大学のクラスメートとのカフェタイム。こんな時間も冨田が求めてきたものだ【写真:本人提供】
大学のクラスメートとのカフェタイム。こんな時間も冨田が求めてきたものだ【写真:本人提供】

きっかけは2017年W杯での痛恨の出来事

 慌ただしい日々を語った冨田だが、その苦笑に充実感が滲む。ドミトリーでの共同生活に、食事も時間やコストを考えると自炊がほとんど。今でも大学卒業後に入社したフジテレビ社員の肩書はあるが、物価なども考えると切り詰めた生活が当たり前だ。

「自分のお金を円からユーロに替えると、とんでもない(少)額になる。外食はめちゃ高いです。だから、部屋で親子丼とかフライドライスを作っていますよ」

 そんな生活を強いられても、敢えてフランスでの挑戦を選んだ。

「一番の決め手は、2017年ワールドカップ(アイルランド)です。初戦でフランスと対戦した時にレッドカードになったこと。それが自分の中でずっと頭に残っている。自分の記憶を上書きしたいなというところが一番大きいですね。だからフランスでプレーしたかった」

****************

- **記述課題 A**
本文の「慌ただしい日々を語った冨田だ」から「イドライスを作っていますよ」」までを通して書き写し、その中の「ドミトリー」を「寮」に置き換えてください。
- **記述課題 B**
本文のうち「慌ただしい日々を語った冨田だが」で始まる段落に出てくるカタカナ表記の語を、すべて挙げてください。
本文に書かれている情報だけを手がかりにしてください。

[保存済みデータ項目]
****************

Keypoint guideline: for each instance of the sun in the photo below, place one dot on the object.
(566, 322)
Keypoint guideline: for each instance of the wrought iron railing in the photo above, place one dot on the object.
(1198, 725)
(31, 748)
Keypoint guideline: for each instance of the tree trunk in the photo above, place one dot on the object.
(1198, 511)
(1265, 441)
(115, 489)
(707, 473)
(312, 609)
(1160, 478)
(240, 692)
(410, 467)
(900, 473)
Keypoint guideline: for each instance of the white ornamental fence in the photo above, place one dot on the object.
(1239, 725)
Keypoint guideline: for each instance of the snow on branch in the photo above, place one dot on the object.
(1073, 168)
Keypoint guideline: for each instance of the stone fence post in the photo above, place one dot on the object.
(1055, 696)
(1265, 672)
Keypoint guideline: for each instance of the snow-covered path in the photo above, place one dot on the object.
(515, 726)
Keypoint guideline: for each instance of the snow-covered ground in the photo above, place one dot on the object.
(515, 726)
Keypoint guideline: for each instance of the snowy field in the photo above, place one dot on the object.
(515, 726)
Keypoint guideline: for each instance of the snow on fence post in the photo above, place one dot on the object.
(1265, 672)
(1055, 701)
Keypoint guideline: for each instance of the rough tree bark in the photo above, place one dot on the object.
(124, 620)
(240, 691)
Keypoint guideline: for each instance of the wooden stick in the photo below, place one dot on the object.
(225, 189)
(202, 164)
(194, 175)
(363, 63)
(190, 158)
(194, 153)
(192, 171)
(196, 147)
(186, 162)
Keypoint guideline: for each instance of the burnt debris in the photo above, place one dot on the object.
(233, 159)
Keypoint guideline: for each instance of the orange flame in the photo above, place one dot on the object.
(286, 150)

****************

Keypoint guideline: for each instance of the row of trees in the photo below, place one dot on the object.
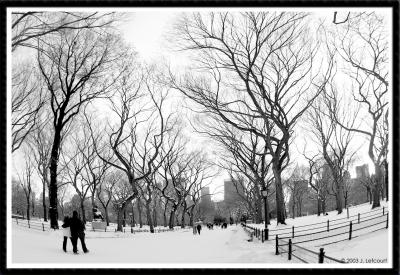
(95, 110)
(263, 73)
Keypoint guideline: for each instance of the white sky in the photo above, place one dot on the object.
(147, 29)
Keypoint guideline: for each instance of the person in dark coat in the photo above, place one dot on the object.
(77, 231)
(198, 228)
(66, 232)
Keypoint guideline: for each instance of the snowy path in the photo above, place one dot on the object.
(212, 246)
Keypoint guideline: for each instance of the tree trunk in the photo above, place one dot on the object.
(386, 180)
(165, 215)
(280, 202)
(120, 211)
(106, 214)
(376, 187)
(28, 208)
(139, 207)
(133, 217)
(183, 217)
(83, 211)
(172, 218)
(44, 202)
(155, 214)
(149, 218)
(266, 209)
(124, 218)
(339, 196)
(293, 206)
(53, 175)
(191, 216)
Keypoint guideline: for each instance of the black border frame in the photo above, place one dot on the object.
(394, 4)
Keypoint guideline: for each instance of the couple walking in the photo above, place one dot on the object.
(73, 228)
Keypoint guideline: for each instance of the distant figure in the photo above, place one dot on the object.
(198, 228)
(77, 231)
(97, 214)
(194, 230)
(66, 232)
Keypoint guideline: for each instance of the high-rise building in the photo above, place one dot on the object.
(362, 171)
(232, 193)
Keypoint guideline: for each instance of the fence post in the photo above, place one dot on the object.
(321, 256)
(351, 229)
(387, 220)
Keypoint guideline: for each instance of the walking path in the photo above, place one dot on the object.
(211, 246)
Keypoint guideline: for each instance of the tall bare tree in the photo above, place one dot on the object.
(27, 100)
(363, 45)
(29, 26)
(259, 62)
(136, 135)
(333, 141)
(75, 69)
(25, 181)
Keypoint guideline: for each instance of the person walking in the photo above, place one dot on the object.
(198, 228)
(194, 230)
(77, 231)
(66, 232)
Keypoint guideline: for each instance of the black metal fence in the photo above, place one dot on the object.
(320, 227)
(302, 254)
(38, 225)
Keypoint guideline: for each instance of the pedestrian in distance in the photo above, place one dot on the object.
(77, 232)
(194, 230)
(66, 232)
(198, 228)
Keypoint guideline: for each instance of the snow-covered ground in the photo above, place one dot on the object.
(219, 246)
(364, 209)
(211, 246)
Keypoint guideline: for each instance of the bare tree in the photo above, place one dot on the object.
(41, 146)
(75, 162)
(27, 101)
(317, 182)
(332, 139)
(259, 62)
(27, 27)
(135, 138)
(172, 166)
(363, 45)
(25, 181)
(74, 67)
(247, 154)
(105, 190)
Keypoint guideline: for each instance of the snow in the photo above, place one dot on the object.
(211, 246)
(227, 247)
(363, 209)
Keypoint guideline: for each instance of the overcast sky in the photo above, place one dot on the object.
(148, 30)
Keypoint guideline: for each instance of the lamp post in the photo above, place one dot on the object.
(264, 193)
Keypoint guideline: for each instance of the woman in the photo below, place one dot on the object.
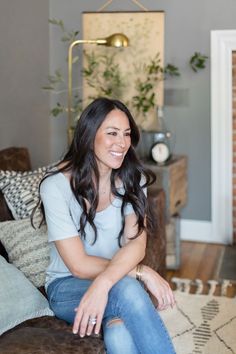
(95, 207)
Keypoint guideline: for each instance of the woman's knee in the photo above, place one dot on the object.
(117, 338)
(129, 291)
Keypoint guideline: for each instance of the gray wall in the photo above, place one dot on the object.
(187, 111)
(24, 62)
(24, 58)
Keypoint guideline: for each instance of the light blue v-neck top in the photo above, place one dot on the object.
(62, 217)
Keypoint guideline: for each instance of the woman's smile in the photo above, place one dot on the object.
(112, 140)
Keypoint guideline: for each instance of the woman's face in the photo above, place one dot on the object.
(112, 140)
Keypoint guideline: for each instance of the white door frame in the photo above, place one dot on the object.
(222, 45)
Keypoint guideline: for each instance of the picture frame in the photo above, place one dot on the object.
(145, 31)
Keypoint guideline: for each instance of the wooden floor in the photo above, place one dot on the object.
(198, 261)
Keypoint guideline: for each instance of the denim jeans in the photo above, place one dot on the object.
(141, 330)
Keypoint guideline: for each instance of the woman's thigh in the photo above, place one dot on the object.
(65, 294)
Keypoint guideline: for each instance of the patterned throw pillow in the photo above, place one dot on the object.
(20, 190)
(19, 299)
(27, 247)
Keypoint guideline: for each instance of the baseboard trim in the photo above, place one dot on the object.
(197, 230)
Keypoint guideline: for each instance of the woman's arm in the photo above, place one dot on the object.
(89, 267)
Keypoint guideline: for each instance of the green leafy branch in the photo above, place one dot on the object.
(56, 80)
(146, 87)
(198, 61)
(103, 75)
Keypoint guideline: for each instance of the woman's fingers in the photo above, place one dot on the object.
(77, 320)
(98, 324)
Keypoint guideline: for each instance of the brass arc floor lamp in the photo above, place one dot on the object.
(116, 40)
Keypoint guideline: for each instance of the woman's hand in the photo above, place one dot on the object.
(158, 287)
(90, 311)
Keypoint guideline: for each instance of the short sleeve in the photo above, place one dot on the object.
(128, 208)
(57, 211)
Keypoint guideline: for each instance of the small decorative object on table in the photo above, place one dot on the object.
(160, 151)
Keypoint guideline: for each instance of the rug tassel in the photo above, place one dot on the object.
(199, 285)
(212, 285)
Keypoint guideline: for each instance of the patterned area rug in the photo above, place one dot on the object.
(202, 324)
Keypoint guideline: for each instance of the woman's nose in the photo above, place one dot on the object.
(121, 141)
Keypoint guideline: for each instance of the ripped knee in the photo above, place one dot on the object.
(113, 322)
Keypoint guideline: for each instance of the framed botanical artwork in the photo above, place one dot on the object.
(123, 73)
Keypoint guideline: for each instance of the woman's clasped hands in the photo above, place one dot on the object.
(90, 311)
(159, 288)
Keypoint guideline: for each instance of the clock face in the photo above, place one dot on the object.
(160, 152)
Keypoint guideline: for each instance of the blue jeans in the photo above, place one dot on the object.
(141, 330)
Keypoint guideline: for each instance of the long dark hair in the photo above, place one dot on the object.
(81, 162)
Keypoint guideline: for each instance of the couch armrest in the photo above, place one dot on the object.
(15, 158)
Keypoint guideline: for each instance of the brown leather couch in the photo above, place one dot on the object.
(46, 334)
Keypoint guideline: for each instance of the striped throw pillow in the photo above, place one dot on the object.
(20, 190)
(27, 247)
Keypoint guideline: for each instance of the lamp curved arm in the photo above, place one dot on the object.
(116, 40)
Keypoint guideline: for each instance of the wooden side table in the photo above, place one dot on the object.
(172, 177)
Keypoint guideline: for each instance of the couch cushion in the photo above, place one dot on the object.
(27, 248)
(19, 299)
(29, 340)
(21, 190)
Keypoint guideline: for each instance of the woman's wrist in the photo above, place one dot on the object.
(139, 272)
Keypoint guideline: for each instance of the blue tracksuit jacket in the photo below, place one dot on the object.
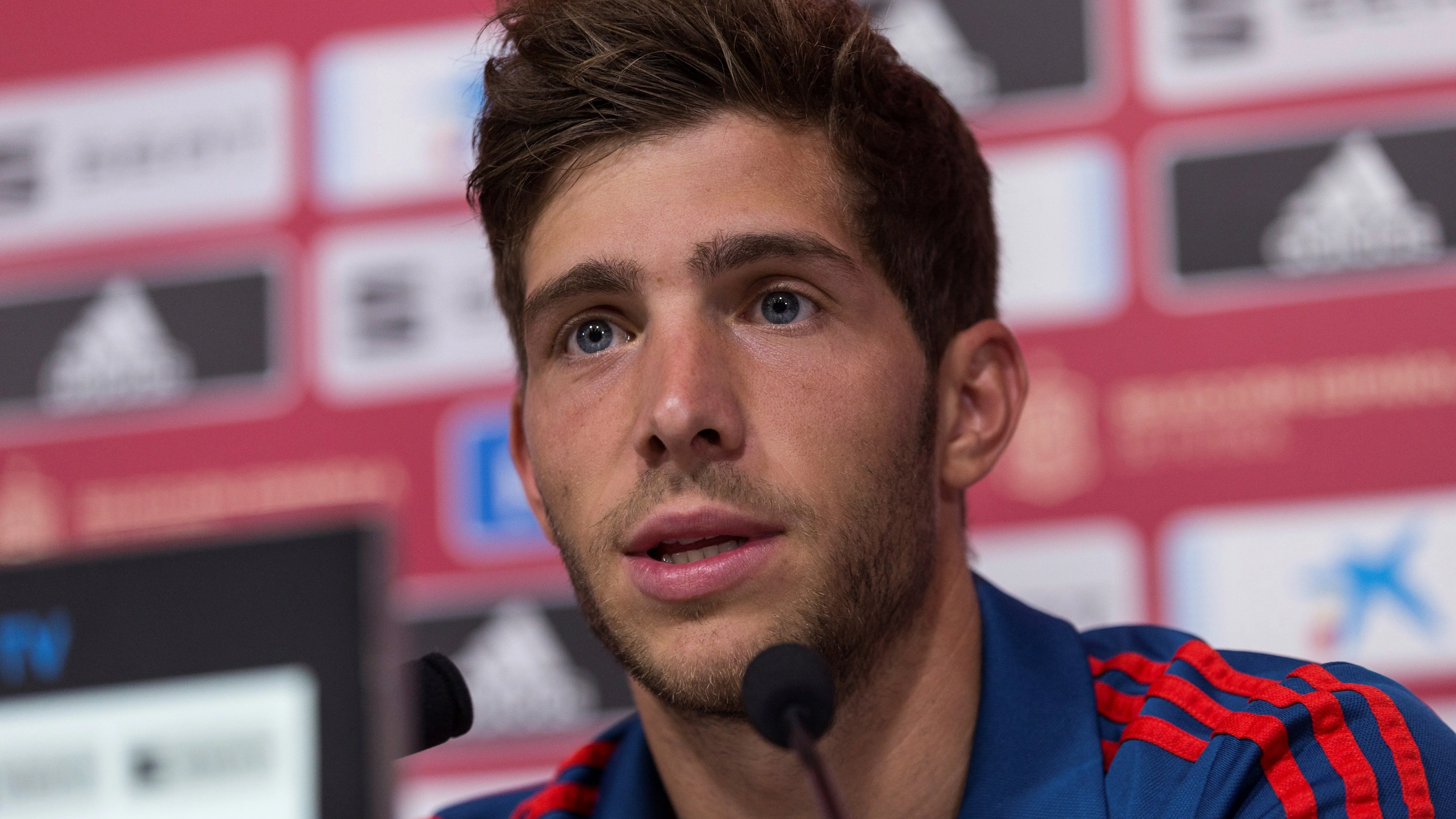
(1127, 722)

****************

- **記述解答 A**
慌ただしい日々を語った冨田だが、その苦笑に充実感が滲む。寮での共同生活に、食事も時間やコストを考えると自炊がほとんど。今でも大学卒業後に入社したフジテレビ社員の肩書はあるが、物価なども考えると切り詰めた生活が当たり前だ。

「自分のお金を円からユーロに替えると、とんでもない(少)額になる。外食はめちゃ高いです。だから、部屋で親子丼とかフライドライスを作っていますよ」

- **記述解答 B**
ドミトリー、コスト、フジテレビ